**Set exercise**
Lay out the stretch of the material from the line containing "Put a dot on each instance of the woman in" through the line containing "column 811, row 1137" as a Markdown table with the columns Row and Line. Number each line in the Row column, and leave out blank lines.

**Dataset rows**
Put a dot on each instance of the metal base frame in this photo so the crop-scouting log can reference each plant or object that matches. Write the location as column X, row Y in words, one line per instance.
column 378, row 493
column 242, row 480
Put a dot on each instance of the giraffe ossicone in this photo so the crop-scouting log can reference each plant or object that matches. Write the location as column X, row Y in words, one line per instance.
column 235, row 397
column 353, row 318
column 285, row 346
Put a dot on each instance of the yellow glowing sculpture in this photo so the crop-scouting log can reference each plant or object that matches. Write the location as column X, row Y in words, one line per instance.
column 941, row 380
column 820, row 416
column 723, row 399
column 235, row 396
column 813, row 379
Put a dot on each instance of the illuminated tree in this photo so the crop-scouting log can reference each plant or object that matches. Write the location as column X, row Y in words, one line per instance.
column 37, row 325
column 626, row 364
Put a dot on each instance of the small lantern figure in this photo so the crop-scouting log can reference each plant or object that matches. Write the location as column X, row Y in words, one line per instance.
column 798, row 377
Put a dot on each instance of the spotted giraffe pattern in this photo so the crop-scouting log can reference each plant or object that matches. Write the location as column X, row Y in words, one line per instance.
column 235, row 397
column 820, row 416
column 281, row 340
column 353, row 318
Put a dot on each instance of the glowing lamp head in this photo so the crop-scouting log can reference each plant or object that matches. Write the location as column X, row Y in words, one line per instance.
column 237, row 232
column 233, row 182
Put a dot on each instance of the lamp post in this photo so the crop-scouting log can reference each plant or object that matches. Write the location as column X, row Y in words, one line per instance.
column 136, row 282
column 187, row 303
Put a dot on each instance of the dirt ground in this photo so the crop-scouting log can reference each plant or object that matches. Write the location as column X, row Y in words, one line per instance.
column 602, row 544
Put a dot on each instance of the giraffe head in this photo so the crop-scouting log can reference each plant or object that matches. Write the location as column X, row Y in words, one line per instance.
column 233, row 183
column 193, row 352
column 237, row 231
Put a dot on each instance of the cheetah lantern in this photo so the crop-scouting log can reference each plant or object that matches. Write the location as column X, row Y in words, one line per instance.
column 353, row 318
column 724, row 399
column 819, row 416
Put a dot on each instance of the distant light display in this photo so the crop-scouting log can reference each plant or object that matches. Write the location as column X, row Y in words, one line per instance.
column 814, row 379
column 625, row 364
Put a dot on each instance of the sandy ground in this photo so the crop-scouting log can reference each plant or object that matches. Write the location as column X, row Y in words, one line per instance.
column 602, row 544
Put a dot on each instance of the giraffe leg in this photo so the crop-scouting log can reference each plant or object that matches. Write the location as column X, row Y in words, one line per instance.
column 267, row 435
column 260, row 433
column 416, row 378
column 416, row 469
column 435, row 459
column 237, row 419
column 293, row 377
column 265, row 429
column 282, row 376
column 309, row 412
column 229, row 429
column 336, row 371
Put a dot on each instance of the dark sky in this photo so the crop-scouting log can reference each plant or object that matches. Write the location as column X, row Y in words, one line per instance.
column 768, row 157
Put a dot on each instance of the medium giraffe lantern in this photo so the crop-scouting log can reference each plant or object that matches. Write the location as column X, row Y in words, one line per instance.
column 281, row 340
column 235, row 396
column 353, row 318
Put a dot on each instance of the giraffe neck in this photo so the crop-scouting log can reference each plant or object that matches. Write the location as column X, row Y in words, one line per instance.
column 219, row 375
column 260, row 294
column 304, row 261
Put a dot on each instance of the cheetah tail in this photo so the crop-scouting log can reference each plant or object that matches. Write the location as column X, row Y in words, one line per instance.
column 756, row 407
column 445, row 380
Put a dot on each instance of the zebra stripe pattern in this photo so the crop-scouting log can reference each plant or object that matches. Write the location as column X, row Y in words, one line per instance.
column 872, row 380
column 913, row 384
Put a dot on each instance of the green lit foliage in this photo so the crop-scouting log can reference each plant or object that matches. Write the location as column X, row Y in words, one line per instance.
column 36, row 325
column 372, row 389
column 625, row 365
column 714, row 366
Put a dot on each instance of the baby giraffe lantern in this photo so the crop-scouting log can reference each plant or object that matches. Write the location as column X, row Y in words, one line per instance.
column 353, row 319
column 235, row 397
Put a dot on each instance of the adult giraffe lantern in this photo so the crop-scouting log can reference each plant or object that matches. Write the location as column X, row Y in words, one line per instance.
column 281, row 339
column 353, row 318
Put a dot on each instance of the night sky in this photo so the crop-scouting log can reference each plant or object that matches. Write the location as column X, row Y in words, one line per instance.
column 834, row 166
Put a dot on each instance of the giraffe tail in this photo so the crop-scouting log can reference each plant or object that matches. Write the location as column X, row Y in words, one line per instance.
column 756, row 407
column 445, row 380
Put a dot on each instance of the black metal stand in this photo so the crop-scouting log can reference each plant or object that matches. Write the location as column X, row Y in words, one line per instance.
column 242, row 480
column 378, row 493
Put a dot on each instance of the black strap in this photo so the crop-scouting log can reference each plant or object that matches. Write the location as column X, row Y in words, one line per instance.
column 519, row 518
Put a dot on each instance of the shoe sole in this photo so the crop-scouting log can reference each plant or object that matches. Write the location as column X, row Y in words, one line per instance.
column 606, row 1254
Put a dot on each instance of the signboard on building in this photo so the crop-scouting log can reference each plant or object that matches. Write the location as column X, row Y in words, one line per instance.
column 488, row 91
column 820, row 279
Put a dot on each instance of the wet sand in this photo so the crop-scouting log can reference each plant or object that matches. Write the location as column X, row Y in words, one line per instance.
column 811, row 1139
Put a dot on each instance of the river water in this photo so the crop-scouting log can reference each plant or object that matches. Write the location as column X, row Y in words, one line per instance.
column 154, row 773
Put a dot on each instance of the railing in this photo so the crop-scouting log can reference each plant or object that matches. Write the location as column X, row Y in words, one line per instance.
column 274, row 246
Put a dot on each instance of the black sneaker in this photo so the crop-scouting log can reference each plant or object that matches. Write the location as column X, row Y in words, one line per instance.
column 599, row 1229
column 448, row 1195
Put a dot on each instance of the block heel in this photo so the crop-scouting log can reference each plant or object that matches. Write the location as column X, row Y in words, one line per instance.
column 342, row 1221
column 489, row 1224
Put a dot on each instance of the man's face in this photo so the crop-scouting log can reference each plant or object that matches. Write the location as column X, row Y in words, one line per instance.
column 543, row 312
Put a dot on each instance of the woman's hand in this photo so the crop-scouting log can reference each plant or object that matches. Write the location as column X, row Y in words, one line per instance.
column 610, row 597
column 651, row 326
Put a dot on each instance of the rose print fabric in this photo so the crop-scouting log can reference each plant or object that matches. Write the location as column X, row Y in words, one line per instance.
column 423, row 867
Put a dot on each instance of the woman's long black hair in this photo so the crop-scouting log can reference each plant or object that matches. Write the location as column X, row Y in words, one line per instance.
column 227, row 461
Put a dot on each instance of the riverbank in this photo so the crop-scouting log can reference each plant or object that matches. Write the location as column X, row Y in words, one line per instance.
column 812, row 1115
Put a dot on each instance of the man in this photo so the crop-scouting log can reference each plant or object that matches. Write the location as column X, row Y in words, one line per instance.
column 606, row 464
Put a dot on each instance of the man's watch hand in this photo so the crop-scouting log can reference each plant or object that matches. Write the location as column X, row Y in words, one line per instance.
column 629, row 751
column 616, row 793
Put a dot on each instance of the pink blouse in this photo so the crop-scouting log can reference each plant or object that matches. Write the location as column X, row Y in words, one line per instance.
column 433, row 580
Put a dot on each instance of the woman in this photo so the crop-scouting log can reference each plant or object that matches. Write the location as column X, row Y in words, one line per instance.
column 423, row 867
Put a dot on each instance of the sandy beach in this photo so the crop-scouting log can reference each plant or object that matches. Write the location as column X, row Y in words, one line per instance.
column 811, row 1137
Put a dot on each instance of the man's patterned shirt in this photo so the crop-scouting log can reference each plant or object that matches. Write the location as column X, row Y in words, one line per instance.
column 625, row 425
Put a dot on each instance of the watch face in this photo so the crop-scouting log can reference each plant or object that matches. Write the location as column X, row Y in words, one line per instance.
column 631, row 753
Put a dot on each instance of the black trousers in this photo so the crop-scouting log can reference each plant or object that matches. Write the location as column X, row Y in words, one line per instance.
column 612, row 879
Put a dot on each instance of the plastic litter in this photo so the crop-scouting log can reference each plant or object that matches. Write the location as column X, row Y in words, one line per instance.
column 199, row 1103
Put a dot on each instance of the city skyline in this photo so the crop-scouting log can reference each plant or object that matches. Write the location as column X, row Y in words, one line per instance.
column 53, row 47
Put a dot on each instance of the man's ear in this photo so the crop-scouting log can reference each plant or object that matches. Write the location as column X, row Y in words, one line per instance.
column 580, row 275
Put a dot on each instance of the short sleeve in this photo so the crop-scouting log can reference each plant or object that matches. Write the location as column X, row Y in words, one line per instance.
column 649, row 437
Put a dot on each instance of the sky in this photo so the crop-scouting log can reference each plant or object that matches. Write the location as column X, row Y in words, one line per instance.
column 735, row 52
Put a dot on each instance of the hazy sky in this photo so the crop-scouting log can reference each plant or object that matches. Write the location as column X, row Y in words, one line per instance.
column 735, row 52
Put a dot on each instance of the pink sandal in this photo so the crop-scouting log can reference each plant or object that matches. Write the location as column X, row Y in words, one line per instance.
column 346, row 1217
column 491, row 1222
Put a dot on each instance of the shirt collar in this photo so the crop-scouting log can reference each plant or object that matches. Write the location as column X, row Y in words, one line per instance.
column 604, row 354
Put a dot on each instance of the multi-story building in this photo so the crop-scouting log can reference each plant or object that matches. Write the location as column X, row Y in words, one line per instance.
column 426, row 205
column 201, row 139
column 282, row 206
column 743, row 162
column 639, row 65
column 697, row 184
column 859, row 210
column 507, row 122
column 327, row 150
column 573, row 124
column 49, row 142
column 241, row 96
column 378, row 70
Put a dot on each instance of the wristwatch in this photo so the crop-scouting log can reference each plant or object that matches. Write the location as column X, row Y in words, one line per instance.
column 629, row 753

**Final answer**
| Row | Line |
|---|---|
| 1 | Put a dot on each instance of the woman in this photo so the crop-scouting log can reference each plant or object that matches. Write the location as column X, row Y in words, one line per instance. |
| 2 | column 423, row 867 |
| 3 | Put a dot on each instance of the sandy beach in this photo so the crop-scouting log can reference each plant or object that matches. Write the location as column X, row Y in words, one line per instance. |
| 4 | column 811, row 1137 |